(Supplied passage Opens)

Japan, EU agree to start free-trade negotiations
Japan and the European Union agreed Monday to start negotiations for a free-trade pact encompassing nations that account for nearly a third of the world economy.
Japanese Prime Minister Shinzo Abe, European Council President Herman Van Rompuy and European Commission President Jose Manuel Barroso spoke by telephone for 30 minutes late Monday, a Japanese government spokesman said. A Japan-EU summit set to begin Monday in Tokyo was shelved because of the financial crisis in Cyprus.
The leaders agreed to launch the negotiations toward a "deep and comprehensive" free-trade deal, with the first meeting set for next month, both sides said in a joint statement. The place for that meeting is not yet decided, Deputy Chief Cabinet Secretary Katsunobu Kato told reporters.
As global momentum builds for regional trade pacts, Japan has been eager to get started on talks with Europe. Earlier this month, Abe announced Tokyo will join talks on a Pacific trade pact, the U.S.-led Trans-Pacific Partnership. The U.S and EU announced free-trade talks earlier this year aimed at creating the world's largest free-trade zone.
In the phone conversation, the three leaders exchanged views on Cyprus and reaffirmed their commitment to enhancing economic growth and ensuring financial stability. Cyprus secured an agreement early Monday that paves the way for a 10 billion euro ($13 billion) bailout.
"Today marks a historical juncture," European Trade Commissioner Karel De Gucht, an official who did not cancel his trip, told reporters after meeting with Japanese government and business officials in Tokyo.

(Supplied passage Closes)
(Entries provided Opens)

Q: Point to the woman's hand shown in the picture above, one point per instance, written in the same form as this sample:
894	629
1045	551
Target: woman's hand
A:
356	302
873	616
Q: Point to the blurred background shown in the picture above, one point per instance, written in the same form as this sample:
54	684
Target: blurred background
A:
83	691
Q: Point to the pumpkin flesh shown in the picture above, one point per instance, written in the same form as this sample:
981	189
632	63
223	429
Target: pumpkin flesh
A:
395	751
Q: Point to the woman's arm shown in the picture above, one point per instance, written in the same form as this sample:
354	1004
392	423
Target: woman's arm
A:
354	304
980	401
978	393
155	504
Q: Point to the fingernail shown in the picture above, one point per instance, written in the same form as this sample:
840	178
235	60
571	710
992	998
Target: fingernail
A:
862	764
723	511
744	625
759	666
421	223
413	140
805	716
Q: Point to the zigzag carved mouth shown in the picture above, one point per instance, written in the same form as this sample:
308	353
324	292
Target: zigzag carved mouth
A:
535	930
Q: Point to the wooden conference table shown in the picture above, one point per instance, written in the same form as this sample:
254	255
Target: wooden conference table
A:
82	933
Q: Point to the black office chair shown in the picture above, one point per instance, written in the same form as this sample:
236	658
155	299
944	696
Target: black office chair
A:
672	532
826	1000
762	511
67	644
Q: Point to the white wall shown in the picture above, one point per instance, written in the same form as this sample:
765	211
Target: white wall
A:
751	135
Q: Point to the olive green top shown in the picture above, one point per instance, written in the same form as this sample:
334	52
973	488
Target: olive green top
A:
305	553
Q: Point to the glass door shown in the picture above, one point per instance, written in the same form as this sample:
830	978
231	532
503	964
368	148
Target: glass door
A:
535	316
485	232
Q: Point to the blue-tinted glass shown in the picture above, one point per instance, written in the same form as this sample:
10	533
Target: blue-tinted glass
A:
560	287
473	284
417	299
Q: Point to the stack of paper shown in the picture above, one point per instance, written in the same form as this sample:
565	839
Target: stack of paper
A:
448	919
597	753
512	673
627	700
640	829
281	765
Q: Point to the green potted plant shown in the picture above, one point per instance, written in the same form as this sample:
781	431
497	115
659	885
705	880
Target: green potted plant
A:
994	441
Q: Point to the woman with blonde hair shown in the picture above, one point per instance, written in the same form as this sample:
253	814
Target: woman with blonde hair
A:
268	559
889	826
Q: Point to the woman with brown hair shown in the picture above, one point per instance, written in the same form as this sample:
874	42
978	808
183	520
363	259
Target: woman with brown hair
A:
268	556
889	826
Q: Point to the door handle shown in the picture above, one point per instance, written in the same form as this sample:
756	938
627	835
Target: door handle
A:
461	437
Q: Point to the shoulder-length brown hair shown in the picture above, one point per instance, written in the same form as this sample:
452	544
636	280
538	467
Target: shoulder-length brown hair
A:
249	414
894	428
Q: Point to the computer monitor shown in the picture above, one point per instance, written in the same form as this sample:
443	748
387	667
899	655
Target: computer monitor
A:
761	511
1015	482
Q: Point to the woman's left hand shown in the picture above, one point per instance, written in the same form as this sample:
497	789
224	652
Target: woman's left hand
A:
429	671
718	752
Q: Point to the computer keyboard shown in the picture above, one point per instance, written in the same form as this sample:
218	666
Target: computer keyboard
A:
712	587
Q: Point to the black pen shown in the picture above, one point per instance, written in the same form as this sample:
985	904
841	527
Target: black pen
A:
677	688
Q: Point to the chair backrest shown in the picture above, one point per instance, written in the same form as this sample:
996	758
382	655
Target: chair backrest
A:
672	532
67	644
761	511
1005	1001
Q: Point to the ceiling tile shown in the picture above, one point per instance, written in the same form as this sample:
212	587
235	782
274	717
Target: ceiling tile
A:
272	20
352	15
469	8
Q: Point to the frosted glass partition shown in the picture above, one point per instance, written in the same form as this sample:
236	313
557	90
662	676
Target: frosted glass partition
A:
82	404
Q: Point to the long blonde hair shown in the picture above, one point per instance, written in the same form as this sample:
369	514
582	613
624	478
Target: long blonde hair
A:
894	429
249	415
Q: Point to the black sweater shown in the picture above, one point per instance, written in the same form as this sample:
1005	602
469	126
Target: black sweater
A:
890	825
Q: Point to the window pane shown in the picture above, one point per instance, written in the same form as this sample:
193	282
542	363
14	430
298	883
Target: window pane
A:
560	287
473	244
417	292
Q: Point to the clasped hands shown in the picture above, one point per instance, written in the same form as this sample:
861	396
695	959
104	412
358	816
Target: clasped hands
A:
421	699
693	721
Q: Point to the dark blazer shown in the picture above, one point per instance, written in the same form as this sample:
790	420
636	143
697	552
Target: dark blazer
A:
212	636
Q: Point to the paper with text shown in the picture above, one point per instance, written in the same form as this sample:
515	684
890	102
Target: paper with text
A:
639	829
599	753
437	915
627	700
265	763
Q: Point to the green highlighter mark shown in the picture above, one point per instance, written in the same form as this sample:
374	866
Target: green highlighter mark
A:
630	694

(Entries provided Closes)

Work instruction 1:
According to the Japan-EU trade article, how long did the leaders' telephone call last?
Work instruction 2:
Please duplicate the part of the Japan-EU trade article that opens with the words containing "Japan, EU agree" and closes with "crisis in Cyprus.".
The listing has no connection to the Japan-EU trade article.

Reply 1:
30 minutes.

Reply 2:
Japan, EU agree to start free-trade negotiations
Japan and the European Union agreed Monday to start negotiations for a free-trade pact encompassing nations that account for nearly a third of the world economy.
Japanese Prime Minister Shinzo Abe, European Council President Herman Van Rompuy and European Commission President Jose Manuel Barroso spoke by telephone for 30 minutes late Monday, a Japanese government spokesman said. A Japan-EU summit set to begin Monday in Tokyo was shelved because of the financial crisis in Cyprus.